# [ZADANIE DO WYKONANIA]
Przepisz pozycje od wiersza zawierającego „In this picture, where can the bungalow-style” aż do końca pozycji włącznie, zastępując „Reply” wyrazem „Respond” i pozostawiając wszystko inne bez zmian.

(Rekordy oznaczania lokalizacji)

::::

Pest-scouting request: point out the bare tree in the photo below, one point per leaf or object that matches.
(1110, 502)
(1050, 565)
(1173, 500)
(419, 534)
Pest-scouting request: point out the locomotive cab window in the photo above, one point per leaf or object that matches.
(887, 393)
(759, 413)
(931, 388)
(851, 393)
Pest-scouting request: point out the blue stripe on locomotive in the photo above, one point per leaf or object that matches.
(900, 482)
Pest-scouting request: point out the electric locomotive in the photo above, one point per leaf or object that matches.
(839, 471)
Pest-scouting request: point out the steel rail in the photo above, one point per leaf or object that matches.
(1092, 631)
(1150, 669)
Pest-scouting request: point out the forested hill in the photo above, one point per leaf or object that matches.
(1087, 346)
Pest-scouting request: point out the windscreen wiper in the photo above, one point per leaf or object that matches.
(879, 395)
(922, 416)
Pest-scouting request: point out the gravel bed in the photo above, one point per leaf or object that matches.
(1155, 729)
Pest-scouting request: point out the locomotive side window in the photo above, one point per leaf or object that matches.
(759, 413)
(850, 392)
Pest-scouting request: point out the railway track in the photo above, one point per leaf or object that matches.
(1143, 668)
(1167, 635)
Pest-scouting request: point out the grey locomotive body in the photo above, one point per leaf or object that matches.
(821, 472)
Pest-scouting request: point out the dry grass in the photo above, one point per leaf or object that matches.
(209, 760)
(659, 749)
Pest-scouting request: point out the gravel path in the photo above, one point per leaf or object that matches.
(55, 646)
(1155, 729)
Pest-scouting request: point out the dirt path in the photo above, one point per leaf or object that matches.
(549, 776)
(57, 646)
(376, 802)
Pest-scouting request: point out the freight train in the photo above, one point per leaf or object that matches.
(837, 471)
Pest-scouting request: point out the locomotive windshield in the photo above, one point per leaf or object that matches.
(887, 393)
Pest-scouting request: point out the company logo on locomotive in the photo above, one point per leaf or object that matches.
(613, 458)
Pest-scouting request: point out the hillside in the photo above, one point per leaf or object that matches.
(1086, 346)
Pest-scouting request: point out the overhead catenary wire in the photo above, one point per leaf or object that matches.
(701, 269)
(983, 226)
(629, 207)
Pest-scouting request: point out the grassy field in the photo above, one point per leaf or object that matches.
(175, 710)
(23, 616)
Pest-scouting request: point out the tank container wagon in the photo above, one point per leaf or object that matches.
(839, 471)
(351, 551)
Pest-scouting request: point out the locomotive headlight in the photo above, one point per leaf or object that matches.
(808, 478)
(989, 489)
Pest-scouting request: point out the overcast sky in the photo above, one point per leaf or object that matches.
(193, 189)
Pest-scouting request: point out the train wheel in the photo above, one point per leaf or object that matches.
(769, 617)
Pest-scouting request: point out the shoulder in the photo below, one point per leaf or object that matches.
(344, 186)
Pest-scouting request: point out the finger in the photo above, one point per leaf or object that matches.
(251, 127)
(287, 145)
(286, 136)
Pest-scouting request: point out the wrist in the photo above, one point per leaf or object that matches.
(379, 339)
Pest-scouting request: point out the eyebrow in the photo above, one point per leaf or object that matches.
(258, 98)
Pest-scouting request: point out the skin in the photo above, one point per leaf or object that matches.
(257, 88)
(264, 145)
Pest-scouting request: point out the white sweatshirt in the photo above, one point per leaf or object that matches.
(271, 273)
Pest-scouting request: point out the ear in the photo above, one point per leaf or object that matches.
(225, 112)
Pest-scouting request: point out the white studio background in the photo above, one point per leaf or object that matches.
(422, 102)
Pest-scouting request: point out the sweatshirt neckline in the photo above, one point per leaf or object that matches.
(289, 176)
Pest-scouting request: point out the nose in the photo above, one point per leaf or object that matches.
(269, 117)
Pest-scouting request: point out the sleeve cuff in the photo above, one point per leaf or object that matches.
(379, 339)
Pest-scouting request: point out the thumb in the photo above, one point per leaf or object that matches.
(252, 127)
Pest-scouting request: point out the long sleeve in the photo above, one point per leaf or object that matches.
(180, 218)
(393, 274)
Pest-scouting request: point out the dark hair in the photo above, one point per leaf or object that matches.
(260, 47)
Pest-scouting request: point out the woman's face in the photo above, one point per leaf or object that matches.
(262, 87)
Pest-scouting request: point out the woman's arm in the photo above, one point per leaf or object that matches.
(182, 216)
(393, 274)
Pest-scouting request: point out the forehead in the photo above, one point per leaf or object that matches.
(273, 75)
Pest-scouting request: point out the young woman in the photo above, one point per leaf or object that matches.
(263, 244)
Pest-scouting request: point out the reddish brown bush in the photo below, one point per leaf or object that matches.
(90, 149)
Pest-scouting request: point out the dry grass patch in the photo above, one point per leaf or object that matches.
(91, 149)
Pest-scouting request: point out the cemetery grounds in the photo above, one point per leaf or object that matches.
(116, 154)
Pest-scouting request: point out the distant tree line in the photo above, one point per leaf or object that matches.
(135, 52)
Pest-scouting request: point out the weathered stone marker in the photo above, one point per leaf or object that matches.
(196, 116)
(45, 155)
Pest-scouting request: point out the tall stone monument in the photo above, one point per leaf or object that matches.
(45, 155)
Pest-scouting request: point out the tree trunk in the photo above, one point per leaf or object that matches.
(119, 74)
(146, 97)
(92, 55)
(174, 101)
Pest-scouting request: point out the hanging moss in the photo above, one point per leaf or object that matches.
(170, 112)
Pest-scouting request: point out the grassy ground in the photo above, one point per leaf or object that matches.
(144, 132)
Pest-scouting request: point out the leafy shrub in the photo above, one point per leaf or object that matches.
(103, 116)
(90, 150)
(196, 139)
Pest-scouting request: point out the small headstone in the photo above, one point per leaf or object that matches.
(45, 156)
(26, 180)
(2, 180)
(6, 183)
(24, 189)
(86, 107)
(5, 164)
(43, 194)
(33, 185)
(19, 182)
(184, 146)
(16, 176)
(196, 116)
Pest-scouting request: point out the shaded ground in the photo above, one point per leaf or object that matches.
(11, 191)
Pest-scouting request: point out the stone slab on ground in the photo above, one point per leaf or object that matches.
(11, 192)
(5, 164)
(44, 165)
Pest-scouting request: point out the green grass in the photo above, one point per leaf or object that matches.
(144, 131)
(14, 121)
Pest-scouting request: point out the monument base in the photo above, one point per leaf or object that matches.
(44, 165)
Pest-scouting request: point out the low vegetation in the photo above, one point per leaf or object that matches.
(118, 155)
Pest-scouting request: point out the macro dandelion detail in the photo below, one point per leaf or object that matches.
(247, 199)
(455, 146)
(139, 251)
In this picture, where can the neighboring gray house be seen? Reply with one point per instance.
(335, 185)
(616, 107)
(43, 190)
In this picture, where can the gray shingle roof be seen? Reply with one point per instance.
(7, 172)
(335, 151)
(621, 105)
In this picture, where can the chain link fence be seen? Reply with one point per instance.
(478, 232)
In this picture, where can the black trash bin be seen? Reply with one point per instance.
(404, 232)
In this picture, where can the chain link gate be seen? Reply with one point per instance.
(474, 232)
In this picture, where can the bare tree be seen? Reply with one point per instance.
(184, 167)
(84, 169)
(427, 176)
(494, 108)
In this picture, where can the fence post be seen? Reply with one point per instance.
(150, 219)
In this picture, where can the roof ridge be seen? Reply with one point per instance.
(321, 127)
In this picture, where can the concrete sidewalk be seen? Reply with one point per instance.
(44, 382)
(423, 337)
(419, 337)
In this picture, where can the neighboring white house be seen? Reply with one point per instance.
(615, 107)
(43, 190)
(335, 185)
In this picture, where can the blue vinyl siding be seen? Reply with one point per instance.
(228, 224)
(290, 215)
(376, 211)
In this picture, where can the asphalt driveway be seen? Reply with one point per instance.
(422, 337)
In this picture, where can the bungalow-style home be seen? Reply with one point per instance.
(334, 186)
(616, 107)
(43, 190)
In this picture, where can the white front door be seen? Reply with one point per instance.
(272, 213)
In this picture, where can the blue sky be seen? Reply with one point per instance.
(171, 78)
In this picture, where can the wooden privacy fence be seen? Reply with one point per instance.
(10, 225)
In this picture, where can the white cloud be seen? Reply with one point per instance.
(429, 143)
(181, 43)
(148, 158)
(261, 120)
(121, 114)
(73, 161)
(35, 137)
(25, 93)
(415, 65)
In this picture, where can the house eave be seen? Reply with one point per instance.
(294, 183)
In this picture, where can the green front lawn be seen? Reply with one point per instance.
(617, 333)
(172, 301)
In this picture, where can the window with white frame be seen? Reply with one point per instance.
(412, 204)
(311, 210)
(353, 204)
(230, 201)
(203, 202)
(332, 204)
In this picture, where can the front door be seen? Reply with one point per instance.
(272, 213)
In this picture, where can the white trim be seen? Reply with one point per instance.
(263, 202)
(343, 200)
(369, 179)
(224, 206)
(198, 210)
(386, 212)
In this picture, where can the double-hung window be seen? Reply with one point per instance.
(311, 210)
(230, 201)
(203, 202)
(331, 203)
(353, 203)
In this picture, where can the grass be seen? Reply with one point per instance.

::::

# [WYNIK KOŃCOWY]
In this picture, where can the bungalow-style home be seen? Respond with one point per instance.
(334, 186)
(616, 107)
(43, 190)
In this picture, where can the white front door be seen? Respond with one point per instance.
(272, 213)
In this picture, where can the blue sky be seen? Respond with one point per instance.
(171, 78)
In this picture, where can the wooden privacy fence be seen? Respond with one point per instance.
(10, 225)
In this picture, where can the white cloud be seen? Respond with one point per instance.
(429, 143)
(181, 43)
(148, 158)
(261, 120)
(121, 114)
(73, 161)
(35, 137)
(25, 93)
(415, 65)
In this picture, where can the house eave be seen? Respond with one point per instance.
(294, 183)
In this picture, where can the green front lawn be seen? Respond with one point per instance.
(617, 333)
(172, 301)
In this picture, where can the window with white frame be seen? Respond with one point per instance.
(412, 204)
(311, 210)
(353, 204)
(230, 201)
(203, 202)
(332, 204)
In this picture, where can the front door be seen? Respond with one point per instance.
(272, 213)
In this picture, where can the white trim be seen? Respond with one point per instance.
(263, 202)
(343, 200)
(369, 179)
(224, 206)
(198, 210)
(386, 212)
In this picture, where can the double-hung window be seen? Respond with one point per instance.
(311, 210)
(230, 201)
(203, 202)
(331, 203)
(353, 203)
In this picture, where can the grass be seen? Respond with one point per instance.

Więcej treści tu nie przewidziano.